Excerpts from a detection dataset
▬▬▬

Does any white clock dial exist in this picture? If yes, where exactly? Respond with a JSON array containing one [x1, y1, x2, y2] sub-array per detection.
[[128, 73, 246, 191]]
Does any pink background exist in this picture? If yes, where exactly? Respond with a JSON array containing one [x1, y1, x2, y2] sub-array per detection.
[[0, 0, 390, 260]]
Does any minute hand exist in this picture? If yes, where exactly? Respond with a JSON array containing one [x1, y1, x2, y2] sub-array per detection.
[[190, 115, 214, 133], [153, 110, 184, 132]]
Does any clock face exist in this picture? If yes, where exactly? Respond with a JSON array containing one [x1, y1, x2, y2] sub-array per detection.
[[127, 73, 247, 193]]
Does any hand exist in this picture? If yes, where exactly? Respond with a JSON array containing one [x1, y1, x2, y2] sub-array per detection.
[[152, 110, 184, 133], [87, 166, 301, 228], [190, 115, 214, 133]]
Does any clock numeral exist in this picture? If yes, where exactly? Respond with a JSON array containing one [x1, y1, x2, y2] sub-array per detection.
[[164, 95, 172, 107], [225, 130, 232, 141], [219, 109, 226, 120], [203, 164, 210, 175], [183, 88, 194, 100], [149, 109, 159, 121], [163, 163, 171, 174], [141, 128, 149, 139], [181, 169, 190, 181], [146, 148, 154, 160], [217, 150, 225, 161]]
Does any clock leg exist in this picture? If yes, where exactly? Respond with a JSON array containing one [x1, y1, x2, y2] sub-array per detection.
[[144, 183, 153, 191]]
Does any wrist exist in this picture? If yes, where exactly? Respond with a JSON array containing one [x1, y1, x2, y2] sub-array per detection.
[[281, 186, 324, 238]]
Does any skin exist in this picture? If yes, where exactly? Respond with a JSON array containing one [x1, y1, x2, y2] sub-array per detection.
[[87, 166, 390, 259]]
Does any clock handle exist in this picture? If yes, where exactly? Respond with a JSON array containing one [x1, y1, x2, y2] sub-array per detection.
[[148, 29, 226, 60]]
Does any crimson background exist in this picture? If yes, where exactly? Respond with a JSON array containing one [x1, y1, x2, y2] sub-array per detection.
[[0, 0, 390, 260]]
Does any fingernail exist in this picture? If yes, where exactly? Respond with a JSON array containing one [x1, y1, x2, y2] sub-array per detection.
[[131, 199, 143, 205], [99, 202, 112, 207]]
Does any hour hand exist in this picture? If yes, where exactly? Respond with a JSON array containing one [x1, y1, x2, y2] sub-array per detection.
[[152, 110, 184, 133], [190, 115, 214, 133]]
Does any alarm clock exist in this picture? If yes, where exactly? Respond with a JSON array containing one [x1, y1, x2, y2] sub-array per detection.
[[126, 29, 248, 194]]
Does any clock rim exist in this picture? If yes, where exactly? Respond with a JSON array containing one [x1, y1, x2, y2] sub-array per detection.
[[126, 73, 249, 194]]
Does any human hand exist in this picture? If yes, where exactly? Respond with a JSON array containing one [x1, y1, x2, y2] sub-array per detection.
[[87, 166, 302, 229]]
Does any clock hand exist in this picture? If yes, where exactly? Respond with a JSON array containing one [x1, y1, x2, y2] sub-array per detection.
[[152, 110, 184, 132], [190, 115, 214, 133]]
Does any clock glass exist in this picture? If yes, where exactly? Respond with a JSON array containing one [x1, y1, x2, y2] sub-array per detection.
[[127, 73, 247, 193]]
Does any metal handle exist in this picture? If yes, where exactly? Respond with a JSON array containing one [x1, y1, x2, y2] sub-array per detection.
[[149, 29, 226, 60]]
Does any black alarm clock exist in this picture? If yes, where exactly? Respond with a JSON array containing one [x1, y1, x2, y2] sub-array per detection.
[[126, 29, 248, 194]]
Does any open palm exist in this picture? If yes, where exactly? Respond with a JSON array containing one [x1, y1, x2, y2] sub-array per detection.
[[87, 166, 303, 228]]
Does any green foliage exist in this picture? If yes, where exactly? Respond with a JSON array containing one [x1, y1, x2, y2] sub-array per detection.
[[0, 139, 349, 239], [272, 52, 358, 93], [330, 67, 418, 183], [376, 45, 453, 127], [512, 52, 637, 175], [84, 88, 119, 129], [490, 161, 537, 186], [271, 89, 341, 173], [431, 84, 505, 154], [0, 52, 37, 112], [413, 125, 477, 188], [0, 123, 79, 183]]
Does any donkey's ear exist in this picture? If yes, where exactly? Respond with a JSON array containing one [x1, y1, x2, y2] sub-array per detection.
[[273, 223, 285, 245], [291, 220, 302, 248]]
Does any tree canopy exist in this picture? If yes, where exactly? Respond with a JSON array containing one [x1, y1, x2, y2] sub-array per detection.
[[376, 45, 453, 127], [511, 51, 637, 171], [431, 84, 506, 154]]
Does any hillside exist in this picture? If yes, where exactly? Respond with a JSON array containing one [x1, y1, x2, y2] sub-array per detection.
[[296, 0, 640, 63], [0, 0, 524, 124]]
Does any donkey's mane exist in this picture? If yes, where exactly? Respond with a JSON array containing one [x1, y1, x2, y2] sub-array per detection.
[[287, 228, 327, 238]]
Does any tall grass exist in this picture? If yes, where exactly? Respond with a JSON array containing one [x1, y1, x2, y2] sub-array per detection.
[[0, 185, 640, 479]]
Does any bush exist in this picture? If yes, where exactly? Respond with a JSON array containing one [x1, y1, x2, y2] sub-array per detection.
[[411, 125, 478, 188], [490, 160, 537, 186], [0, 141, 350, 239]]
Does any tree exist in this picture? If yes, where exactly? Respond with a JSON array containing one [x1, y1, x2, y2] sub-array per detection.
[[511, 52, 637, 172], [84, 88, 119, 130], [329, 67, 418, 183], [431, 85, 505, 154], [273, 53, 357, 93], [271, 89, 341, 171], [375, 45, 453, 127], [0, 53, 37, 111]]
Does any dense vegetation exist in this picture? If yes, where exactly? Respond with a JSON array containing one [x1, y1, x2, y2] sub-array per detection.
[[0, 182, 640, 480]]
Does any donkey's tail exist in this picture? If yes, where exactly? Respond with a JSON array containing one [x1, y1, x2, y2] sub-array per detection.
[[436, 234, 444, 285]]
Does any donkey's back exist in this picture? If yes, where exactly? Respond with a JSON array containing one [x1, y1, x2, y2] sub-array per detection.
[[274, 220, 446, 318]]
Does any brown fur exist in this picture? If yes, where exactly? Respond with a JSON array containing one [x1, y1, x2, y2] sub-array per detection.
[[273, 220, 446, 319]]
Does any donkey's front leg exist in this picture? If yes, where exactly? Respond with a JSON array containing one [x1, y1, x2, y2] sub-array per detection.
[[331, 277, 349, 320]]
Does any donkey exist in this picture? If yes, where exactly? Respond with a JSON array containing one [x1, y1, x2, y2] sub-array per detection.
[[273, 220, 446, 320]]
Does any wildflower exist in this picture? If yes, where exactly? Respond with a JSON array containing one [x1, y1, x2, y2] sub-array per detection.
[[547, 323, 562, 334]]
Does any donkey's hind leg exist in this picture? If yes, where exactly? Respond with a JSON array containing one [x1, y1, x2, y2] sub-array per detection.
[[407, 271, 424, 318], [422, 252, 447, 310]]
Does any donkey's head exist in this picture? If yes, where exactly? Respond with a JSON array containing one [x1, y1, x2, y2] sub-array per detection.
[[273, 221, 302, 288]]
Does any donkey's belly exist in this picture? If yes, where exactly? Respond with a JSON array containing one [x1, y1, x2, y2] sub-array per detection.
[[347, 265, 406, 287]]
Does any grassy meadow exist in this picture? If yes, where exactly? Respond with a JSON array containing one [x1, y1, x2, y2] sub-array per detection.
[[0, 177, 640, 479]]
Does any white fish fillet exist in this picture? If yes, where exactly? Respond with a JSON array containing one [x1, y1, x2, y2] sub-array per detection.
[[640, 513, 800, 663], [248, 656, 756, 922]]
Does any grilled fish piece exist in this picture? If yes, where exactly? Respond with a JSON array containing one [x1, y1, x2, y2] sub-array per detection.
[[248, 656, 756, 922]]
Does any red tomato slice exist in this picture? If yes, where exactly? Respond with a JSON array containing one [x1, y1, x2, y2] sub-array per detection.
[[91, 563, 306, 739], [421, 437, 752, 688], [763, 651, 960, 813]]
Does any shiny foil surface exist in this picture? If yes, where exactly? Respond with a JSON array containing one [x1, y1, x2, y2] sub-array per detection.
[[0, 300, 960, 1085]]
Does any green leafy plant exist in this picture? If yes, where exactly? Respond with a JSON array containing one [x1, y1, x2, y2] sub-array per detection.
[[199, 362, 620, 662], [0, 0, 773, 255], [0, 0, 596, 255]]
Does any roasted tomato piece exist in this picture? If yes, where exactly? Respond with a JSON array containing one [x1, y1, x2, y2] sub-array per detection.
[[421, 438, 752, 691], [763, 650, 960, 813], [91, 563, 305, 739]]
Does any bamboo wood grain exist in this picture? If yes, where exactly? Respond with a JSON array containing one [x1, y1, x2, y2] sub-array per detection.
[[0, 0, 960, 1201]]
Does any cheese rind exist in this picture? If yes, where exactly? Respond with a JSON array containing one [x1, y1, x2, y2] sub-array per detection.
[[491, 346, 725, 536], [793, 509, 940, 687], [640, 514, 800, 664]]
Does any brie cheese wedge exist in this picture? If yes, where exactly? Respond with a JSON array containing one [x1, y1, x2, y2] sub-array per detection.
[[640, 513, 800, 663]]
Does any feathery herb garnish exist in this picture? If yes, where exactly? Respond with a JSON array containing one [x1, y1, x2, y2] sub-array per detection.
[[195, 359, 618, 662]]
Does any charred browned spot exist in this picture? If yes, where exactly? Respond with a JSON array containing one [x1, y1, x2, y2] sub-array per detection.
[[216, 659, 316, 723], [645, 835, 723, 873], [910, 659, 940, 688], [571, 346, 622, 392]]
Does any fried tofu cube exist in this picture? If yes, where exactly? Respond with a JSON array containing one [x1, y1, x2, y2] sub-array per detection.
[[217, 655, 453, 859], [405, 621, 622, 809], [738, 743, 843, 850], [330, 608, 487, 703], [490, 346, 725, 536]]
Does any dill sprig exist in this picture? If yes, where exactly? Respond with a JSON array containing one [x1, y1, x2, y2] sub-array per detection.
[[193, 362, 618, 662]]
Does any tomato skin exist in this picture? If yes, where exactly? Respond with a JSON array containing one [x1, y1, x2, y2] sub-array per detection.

▬▬▬

**Do this**
Identify each line in the material that contains the string "fish", matching uppercase and lowercase exactly, and copy every such line.

**Solution for this task**
Does any white fish fillet exist in this picture? If yes, where exactly? Respond with a JSON array containing one [x1, y1, x2, y2] sub-array per detection.
Does any grilled fish piece exist in this picture? If yes, where exactly? Respond with a JSON array containing one [x1, y1, x2, y2] sub-array per detection.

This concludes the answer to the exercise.